Below are the entries; give again exactly the lines from the one mentioning "Query: white bathtub" through the one mentioning "Mark the person", inclusive.

(Exercise data):
((

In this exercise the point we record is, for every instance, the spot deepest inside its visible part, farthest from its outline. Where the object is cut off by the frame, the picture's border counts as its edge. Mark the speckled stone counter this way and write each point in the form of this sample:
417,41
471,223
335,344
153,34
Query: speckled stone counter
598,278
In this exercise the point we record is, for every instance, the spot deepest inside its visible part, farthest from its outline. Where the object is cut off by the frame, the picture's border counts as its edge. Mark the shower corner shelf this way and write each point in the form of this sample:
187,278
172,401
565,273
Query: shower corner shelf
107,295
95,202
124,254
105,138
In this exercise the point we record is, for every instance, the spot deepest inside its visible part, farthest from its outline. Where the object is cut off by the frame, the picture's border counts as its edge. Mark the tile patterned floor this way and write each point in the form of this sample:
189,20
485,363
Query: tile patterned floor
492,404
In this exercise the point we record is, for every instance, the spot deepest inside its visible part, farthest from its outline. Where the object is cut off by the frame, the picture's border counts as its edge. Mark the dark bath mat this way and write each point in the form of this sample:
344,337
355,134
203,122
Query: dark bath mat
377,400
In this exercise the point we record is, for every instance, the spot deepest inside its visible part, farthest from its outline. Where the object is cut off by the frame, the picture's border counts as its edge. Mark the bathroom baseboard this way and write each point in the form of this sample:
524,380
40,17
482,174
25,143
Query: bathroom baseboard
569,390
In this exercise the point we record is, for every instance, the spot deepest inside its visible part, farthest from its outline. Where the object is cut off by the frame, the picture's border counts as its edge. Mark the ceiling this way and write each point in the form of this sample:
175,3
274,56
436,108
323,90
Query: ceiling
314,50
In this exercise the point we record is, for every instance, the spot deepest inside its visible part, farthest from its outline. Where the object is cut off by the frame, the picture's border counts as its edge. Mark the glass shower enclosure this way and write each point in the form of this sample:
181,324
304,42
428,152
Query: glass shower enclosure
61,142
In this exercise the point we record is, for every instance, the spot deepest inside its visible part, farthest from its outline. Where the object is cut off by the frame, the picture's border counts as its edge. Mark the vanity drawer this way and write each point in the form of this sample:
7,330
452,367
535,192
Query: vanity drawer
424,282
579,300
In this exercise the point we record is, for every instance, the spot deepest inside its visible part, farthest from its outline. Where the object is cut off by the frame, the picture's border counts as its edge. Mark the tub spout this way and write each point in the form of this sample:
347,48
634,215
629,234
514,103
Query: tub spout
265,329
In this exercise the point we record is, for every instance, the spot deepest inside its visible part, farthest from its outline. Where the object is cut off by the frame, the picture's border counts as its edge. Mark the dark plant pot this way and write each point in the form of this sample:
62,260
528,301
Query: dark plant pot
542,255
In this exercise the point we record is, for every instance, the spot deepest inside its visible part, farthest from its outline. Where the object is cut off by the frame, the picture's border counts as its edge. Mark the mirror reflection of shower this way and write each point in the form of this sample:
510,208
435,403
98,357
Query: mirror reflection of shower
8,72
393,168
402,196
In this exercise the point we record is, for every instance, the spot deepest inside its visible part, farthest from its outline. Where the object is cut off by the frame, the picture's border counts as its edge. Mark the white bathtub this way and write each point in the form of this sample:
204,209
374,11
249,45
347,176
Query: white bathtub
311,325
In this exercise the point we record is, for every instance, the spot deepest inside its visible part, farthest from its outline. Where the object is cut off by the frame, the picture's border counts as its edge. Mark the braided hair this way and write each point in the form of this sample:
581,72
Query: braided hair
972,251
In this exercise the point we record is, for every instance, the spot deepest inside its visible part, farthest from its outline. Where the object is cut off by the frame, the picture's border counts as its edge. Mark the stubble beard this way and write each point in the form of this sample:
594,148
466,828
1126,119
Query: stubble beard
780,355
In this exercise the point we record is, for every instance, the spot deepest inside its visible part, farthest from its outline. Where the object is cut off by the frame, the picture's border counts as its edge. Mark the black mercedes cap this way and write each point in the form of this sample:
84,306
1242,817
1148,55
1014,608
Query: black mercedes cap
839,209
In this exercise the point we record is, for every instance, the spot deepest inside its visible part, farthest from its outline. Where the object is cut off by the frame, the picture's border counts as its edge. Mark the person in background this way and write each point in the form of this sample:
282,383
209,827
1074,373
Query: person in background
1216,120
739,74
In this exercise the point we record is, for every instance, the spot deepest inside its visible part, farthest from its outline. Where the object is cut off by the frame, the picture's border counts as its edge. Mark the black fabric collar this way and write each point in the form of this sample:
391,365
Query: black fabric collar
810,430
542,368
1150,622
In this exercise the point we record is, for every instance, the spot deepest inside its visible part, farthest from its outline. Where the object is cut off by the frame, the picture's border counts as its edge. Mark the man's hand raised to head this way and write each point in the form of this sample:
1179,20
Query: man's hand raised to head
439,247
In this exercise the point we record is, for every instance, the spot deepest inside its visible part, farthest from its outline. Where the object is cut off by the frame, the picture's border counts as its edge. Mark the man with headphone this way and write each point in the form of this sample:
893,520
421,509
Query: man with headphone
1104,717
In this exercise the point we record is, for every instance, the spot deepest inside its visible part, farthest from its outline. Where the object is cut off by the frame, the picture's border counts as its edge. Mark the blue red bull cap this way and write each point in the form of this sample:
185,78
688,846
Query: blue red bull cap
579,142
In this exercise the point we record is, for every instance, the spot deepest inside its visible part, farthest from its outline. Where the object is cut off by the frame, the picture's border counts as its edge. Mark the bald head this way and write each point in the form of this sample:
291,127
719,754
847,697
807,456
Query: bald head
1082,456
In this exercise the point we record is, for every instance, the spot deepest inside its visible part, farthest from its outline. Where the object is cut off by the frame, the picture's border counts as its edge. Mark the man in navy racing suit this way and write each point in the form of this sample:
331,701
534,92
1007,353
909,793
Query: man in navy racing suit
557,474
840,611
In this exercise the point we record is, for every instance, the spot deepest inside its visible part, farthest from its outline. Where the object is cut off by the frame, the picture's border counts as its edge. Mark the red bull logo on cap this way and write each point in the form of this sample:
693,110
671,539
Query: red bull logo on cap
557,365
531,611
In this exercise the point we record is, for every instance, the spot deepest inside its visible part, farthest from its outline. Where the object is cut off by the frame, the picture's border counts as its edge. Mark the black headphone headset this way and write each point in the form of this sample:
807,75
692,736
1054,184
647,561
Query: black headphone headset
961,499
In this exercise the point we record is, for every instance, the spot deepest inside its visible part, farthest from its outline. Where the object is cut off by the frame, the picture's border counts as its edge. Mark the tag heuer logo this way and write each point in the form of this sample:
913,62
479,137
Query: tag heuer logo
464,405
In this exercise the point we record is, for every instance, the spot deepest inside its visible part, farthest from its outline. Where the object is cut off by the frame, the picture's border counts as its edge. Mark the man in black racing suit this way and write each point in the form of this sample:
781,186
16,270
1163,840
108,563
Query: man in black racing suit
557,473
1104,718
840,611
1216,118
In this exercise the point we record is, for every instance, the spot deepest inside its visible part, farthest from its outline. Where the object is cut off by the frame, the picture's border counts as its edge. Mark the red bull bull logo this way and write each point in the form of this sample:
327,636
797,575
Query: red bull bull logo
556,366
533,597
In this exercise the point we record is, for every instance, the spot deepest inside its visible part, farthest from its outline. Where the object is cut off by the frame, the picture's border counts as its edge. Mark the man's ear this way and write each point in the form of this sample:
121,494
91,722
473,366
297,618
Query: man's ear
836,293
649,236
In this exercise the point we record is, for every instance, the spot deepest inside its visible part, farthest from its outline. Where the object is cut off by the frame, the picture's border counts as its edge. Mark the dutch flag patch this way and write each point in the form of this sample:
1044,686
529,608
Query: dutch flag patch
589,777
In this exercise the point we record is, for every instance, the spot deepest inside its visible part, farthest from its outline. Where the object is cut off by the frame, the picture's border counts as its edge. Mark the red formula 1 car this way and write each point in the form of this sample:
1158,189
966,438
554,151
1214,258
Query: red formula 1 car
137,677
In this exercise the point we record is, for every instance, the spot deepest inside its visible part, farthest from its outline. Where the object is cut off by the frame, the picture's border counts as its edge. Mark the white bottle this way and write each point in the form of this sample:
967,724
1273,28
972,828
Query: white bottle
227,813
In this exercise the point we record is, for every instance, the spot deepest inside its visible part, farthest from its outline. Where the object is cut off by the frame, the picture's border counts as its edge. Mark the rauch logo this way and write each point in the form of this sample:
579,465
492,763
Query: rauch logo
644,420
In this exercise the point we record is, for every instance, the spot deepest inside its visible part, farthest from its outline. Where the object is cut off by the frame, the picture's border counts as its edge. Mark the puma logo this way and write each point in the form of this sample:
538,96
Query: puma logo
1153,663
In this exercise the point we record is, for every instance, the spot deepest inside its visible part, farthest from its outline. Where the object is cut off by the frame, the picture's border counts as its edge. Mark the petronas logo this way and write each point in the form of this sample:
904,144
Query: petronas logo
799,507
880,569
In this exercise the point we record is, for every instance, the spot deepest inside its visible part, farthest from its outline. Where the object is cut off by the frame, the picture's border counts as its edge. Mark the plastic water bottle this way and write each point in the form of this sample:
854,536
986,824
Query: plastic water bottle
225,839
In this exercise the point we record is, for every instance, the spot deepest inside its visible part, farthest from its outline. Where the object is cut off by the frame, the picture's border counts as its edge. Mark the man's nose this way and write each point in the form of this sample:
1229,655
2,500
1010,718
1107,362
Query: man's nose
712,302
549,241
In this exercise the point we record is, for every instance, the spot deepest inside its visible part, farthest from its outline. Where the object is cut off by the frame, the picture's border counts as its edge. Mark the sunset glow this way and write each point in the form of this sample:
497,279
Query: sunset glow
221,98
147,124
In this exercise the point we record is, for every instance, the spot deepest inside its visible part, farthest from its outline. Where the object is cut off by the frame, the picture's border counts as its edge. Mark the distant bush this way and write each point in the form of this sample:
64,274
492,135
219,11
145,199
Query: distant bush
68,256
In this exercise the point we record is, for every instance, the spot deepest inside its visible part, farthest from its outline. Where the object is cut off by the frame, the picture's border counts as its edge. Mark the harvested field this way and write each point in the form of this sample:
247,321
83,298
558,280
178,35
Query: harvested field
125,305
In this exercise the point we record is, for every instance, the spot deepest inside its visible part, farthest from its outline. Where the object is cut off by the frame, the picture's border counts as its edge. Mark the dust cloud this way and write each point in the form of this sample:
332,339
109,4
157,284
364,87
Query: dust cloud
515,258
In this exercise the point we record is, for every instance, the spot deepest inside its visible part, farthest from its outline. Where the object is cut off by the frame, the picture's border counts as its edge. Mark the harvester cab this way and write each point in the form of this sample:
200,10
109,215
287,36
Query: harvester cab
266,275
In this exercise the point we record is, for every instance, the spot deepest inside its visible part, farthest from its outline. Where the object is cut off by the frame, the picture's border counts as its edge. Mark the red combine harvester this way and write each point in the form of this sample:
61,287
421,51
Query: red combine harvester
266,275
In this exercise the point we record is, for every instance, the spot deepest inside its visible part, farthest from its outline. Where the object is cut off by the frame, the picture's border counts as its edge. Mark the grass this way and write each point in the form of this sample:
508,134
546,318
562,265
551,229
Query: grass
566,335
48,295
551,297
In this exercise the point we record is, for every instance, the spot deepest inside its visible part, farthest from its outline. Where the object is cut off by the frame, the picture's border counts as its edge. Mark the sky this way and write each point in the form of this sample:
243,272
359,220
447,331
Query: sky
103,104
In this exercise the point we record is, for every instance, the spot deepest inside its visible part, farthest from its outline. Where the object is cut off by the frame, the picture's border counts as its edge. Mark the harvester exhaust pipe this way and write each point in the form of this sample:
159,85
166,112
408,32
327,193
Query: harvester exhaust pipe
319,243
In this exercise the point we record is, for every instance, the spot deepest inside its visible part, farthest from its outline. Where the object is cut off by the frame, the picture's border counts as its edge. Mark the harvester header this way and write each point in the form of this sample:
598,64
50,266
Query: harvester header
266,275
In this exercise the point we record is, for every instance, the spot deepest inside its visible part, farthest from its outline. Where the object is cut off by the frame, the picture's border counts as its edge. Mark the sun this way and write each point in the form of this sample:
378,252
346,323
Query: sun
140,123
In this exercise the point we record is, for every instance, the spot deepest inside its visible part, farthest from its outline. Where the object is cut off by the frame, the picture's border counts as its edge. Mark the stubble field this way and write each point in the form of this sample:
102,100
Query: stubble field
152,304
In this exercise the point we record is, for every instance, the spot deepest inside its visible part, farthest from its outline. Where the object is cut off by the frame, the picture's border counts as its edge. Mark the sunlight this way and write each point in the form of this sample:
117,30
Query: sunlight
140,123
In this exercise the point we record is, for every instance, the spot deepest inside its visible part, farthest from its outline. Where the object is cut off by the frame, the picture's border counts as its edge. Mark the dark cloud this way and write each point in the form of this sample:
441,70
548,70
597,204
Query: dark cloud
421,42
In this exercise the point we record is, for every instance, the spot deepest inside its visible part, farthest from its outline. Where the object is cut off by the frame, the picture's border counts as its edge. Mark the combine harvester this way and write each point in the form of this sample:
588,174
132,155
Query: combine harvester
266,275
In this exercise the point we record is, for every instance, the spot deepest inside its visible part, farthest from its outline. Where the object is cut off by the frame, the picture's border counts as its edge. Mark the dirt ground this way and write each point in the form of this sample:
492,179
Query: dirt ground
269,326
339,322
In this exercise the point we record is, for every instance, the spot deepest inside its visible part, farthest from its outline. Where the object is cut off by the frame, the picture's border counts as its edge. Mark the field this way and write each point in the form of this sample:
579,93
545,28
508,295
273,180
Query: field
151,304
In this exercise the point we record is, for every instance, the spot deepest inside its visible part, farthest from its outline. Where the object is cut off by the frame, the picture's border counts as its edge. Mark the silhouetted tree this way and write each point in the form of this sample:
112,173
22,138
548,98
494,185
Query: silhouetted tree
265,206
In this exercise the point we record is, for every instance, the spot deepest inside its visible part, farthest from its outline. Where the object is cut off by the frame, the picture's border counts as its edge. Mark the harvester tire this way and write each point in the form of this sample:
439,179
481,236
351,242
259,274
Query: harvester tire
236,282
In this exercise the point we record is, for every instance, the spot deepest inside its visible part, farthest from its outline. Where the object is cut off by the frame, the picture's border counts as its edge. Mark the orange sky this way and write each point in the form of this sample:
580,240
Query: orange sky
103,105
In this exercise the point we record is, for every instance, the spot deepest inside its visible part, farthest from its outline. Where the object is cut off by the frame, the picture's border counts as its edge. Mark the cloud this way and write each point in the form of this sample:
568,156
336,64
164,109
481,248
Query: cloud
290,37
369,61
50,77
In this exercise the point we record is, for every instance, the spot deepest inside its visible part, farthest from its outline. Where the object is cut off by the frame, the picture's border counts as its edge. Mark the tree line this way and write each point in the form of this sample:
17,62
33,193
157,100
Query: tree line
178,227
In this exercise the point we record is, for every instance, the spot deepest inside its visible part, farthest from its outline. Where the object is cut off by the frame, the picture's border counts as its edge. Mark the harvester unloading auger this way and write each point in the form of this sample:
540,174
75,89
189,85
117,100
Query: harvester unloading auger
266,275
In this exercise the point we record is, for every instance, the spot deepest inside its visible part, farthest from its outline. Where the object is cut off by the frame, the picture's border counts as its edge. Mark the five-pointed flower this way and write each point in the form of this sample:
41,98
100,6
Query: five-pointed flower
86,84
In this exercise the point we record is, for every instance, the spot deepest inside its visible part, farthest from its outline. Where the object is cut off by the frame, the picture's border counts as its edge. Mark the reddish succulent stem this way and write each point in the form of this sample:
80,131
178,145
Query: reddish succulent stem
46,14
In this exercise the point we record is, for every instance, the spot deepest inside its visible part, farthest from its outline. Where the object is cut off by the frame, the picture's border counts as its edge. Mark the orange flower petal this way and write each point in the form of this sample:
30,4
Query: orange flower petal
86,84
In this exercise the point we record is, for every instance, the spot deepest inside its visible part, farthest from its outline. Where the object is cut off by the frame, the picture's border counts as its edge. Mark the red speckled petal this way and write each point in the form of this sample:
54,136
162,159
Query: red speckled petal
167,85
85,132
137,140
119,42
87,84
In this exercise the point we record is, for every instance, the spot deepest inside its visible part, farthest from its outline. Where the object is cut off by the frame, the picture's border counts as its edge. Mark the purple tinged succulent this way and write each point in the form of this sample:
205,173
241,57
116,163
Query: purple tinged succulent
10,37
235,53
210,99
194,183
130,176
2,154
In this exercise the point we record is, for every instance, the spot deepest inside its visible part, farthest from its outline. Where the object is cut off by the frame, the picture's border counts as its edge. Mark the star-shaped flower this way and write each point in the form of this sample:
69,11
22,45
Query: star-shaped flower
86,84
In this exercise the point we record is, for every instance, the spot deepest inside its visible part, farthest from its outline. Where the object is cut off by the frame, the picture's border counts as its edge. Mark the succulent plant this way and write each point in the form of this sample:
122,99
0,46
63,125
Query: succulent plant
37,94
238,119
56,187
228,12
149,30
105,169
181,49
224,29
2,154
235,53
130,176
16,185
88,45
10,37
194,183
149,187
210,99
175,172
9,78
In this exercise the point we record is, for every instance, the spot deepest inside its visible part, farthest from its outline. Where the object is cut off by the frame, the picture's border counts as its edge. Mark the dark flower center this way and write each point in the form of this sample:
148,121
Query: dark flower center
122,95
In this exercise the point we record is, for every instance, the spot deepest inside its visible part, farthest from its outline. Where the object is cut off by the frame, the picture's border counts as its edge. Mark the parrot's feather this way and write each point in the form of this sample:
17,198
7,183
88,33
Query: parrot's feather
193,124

))

(Response to the task):
Query: white bathtub
311,325
In this exercise the point we record is, for every instance, the spot deepest inside its visible part, farthest from its outline. Where the object is cut off by the frame, the picture's border counts as its edge. Mark the braided hair this way and write each point in the form of this sample:
581,72
Query: braided hair
972,251
In this exercise the point we record is, for every instance, the spot deepest inside its visible part, farthest from its outline. Where the object is cut off by the frame, the picture's border counts as its edge. Mark the stubble beard this way and write each point in the form of this sample:
594,148
466,828
1126,119
Query: stubble beard
780,355
In this exercise the point we record is, for every instance, the spot deepest inside its visible part, farthest from its outline. Where the object is cut off by the frame, the picture's border counts as its edge. Mark the black mercedes cap this way and write each point in the form of this sample:
84,306
1242,817
1148,55
1014,608
Query: black mercedes cap
839,209
In this exercise the point we record is, for every instance, the spot deepest inside its visible part, farthest from its outline. Where the object is cut off by the frame, the picture's border counts as its edge. Mark the person in background this way and write each point in the form of this sample:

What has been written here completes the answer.